▶ Records from a data source:
..........

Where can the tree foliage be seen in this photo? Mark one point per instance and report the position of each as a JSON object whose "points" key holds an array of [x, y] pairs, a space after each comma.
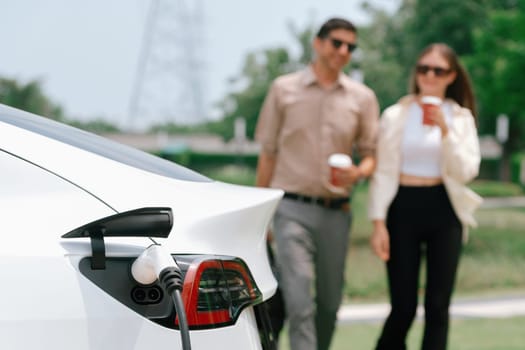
{"points": [[28, 97], [488, 35], [258, 72]]}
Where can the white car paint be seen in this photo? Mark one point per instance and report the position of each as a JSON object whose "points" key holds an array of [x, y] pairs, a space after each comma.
{"points": [[49, 188]]}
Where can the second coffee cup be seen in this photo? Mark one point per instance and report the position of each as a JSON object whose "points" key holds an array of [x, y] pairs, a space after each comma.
{"points": [[338, 161], [428, 102]]}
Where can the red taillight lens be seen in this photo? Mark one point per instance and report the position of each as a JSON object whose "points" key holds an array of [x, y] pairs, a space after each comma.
{"points": [[215, 292]]}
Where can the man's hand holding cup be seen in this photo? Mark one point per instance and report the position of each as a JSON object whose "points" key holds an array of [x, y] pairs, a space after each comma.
{"points": [[342, 172]]}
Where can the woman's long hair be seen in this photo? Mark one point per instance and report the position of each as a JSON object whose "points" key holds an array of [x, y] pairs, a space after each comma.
{"points": [[461, 88]]}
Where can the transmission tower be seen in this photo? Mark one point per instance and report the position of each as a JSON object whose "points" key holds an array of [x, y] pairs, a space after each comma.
{"points": [[169, 84]]}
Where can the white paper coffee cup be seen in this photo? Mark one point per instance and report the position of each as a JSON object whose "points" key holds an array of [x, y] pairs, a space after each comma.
{"points": [[426, 102], [338, 161]]}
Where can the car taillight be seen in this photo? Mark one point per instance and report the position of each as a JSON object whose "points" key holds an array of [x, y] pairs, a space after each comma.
{"points": [[215, 292]]}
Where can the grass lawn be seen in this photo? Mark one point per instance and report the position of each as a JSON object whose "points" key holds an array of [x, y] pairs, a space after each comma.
{"points": [[493, 261], [465, 334]]}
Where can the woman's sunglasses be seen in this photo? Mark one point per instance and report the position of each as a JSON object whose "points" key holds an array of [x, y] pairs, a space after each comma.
{"points": [[336, 43], [438, 71]]}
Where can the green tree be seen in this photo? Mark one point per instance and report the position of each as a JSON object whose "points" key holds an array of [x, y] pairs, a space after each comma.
{"points": [[258, 72], [497, 65], [29, 97]]}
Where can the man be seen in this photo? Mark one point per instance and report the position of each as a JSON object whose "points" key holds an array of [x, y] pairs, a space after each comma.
{"points": [[306, 117]]}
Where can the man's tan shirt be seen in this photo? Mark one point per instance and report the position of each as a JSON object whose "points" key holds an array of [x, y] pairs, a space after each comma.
{"points": [[301, 124]]}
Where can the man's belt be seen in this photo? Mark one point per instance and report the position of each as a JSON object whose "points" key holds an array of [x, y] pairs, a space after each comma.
{"points": [[329, 203]]}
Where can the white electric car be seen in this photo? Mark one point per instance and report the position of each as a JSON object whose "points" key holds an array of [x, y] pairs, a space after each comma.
{"points": [[77, 210]]}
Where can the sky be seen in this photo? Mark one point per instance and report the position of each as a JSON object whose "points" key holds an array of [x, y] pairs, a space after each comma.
{"points": [[86, 54]]}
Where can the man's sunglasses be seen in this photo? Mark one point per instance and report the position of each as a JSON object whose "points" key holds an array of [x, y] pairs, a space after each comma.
{"points": [[336, 43], [438, 71]]}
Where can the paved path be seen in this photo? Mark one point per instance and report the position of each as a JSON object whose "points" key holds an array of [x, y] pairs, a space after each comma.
{"points": [[493, 307]]}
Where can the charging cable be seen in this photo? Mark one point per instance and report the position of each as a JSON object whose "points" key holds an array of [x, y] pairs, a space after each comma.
{"points": [[156, 263]]}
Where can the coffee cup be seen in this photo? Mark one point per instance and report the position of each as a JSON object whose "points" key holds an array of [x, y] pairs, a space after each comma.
{"points": [[427, 103], [338, 161]]}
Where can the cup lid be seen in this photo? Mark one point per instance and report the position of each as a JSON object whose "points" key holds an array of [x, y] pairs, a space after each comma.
{"points": [[340, 160], [431, 100]]}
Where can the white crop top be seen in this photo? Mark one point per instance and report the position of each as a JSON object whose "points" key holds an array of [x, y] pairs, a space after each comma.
{"points": [[421, 145]]}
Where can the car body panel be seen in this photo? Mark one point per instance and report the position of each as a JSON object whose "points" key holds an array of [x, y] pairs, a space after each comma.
{"points": [[49, 188]]}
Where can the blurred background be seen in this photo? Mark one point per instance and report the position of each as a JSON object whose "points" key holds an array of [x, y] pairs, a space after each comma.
{"points": [[185, 79]]}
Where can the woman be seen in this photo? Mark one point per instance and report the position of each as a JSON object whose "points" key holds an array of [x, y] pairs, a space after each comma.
{"points": [[419, 203]]}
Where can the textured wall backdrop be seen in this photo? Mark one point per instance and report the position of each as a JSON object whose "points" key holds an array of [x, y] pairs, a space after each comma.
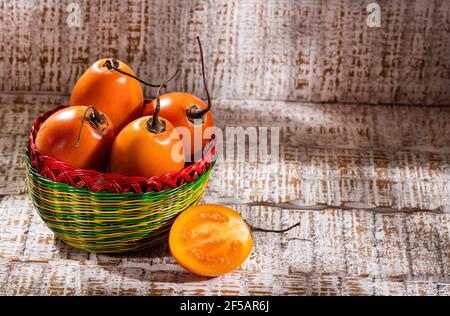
{"points": [[303, 50]]}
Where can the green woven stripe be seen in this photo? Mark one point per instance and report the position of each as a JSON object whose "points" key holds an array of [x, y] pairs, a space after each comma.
{"points": [[106, 221]]}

..........

▶ Task statement: Retype all the records shown above, character for character. Omit every picture.

▶ Result of this exercise:
Where can the tree foliage be seen in this photo? Mark one point per instance and report the position of each as a JSON object whose "points" key holds an array of [x, y] pairs, a space after each comma.
{"points": [[28, 97], [488, 35], [258, 72]]}
Where can the white car paint be seen in this photo? Mark one point per instance and report the position of each as a JSON object whose "points" key holds an array of [x, y] pairs, a space after each comma.
{"points": [[49, 188]]}
Where can the second coffee cup be seen in this photo? Mark one point per instance and report the position of each as a JSON object whose "points" key holds an array of [x, y] pairs, a space after each comma.
{"points": [[338, 161], [428, 102]]}
Where can the red taillight lens be seen in this photo? Mark one point per instance and report the position of each as a JSON object whose "points" key holds an array of [x, y] pairs, a space after each comma.
{"points": [[215, 292]]}
Where can the man's hand holding cup be seen in this photo? Mark one point per instance and report the position of each as a JSON object whose "points" key holds an array of [x, y] pairs, a space after each comma.
{"points": [[342, 172]]}
Where can the woman's long hair be seen in this photo? Mark one point per instance and report the position of each as a JSON object whose "points" key holds an array of [x, y] pairs, a space after each comma.
{"points": [[461, 88]]}
Where can the transmission tower be seen in this photo? Mark one point per instance and report the position of each as a JSON object whose "points" key holds an array of [x, y] pairs, a space after each comma.
{"points": [[169, 84]]}
Where can the white paper coffee cup be seen in this photo? Mark one point per instance and report the position of each as a JSON object whose "points" key holds an array of [x, y] pairs, a space after each comma.
{"points": [[426, 102], [338, 161]]}
Where can the car taillight be seen in this photo? Mark one point per instance and report the position of each as a JSON object whose "points" key holds an array of [x, y] pairs, a space after each comma.
{"points": [[215, 292]]}
Where can the grass lawn be seen in this photo? Mark one point per instance and report the position of each as a JSON object whose "points" key holds an array of [x, y] pairs, a space after each comma.
{"points": [[493, 261], [465, 334]]}
Where can the woman's sunglasses be seen in this photo? Mark one point per instance and report the position of each as a JSON object whose "points" key holds an array of [x, y] pairs, a space after each comma.
{"points": [[336, 43], [438, 71]]}
Where can the green tree be seen in this photo? Mark one point per instance and report the position of each as a JSON object whose "points" key holds an array of [x, y] pairs, a space after each comma.
{"points": [[258, 72], [497, 65], [29, 97]]}
Where can the man be seen in this photo? Mark one point per instance and report the position of each as a JSON object whose "points" key holds an array of [x, y] pairs, a space after each comma.
{"points": [[306, 117]]}
Where can the man's tan shirt be seen in this photo? Mark one point per instance and report the position of each as a JSON object whose "points" key holds an array of [x, y] pairs, a space after each comma.
{"points": [[301, 124]]}
Where can the man's belt be seen in this photo? Mark one point per instance and report the position of each as a JSON object whose "points" key holds an array of [x, y] pairs, a space after each comma.
{"points": [[329, 203]]}
Where can the white electric car be seen in this photo? Mark one point per instance and report the position of each as a JSON object whose "points" key holds an array of [x, y] pairs, a space after each comma.
{"points": [[77, 210]]}
Where can the sky be seen in this photo? Mark one point per instance and report the position of each as a JSON object whose "points" key holds an array of [x, y] pairs, a space after each comma.
{"points": [[86, 54]]}
Where can the man's sunglasses be seen in this photo? Mark one point per instance and report the position of each as a JSON object whose "points" key holds an array of [x, y] pairs, a space after each comma.
{"points": [[336, 43], [438, 71]]}
Where can the paved path be seen in this photo? Mark one point per instance and report the position of each as a JSON object whose "points" key holds an array of [x, y] pairs, a space after each comma.
{"points": [[493, 307]]}
Where can the charging cable be seen in this photo? Mark one point per instance and report the position of each as a JSON object whose "points" key holds an array of [x, y] pairs, a space after each comma.
{"points": [[156, 263]]}
Where can the coffee cup be seen in this photo? Mark one point per instance and report the position of each as a JSON object whose "points" key holds an array of [x, y] pairs, a space after each comma.
{"points": [[427, 103], [338, 161]]}
Where can the cup lid be seen in this photo? Mark one point per instance and report the position of each as a JSON object whose "points" key holds an array of [x, y] pairs, a space after each comma.
{"points": [[340, 160], [431, 100]]}
Where can the white crop top be seen in this photo? Mark one point per instance and report the position of each as a JSON object whose "points" key holds an array of [x, y] pairs, a space after each comma.
{"points": [[421, 145]]}
Where can the car body panel be seen in this photo? Mark one point per instance and report the position of each as a JSON object whose "points" key holds an array of [x, y] pairs, a space after each comma.
{"points": [[49, 188]]}
Where can the blurred background be seen in this photo? Mark one point per instance and report the position of each as a JSON object whose "points" key holds an array of [x, y] pairs, a space after each comma.
{"points": [[185, 79]]}
Where can the woman be seen in this photo? Mark one point per instance and report the position of each as a JSON object whose "points" key holds an array of [x, y] pairs, a space after each comma.
{"points": [[419, 203]]}
Where can the textured wall backdrop be seen in this photo? Mark one point per instance and report the position of each as a JSON object whose "points" key holds an array of [x, y] pairs, a space after each comma.
{"points": [[303, 50]]}
Where can the green woven stripe be seen in this photo? Mark one point per instance and report the position of each as a JSON object whose "points" key holds an array of [x, y] pairs, a space after each comma.
{"points": [[106, 221]]}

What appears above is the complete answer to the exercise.